Top of GIVEN RECORDS

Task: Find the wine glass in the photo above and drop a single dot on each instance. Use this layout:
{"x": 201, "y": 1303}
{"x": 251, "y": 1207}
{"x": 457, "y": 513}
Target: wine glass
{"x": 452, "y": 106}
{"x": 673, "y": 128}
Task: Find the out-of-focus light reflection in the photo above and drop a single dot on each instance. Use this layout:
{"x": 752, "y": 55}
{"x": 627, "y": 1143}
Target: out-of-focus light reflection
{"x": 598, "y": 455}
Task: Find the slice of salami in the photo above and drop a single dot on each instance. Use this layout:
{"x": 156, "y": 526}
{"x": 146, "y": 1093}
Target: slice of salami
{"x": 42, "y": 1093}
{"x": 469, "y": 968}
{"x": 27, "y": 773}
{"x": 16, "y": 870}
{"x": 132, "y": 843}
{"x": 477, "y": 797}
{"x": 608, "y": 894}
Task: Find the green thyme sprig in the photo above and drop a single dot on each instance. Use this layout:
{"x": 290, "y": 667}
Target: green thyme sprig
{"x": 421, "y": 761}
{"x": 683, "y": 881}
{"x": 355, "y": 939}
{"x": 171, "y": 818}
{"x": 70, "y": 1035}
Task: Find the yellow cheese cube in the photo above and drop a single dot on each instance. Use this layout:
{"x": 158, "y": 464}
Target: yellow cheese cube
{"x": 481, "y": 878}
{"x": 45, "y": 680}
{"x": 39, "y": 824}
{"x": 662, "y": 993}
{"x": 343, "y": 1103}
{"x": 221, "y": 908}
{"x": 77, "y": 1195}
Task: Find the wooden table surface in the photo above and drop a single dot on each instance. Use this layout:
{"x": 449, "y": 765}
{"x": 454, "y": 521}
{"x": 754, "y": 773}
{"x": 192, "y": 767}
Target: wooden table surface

Bottom of GIVEN RECORDS

● TASK TO CARRY OUT
Each of the records should be written out precisely as given.

● ANSWER BOX
Task: Find the wine glass in the photo above and drop a single dot on each instance. Use this layout:
{"x": 201, "y": 1303}
{"x": 251, "y": 1207}
{"x": 457, "y": 513}
Target: wine glass
{"x": 452, "y": 106}
{"x": 673, "y": 128}
Task: Find the out-of-focus light reflection in the photo above and drop a single dot on each instance. Use this layout:
{"x": 752, "y": 55}
{"x": 627, "y": 1143}
Target: out-of-focus light reflection
{"x": 598, "y": 455}
Task: Find the slice of salami in the photo above and drop a single dot on each instance. Use this layout:
{"x": 156, "y": 526}
{"x": 146, "y": 1093}
Target: slice of salami
{"x": 42, "y": 1093}
{"x": 469, "y": 968}
{"x": 27, "y": 773}
{"x": 16, "y": 870}
{"x": 132, "y": 843}
{"x": 477, "y": 797}
{"x": 608, "y": 894}
Task: Find the green thyme sprig in the photo above and drop a single dot on each instance. Use this layout:
{"x": 290, "y": 667}
Target: green thyme sprig
{"x": 421, "y": 761}
{"x": 683, "y": 881}
{"x": 355, "y": 939}
{"x": 171, "y": 818}
{"x": 70, "y": 1035}
Task: Find the yellow cheese cube in the photo above and drop a single dot on each instance. Use this layout:
{"x": 158, "y": 464}
Target: yellow cheese cube
{"x": 481, "y": 878}
{"x": 45, "y": 680}
{"x": 39, "y": 824}
{"x": 662, "y": 993}
{"x": 343, "y": 1103}
{"x": 221, "y": 908}
{"x": 77, "y": 1195}
Task: Find the wooden table surface in the photo above and drop a single dot on each instance. Use this layout:
{"x": 449, "y": 765}
{"x": 454, "y": 521}
{"x": 754, "y": 773}
{"x": 192, "y": 767}
Target: wooden table surface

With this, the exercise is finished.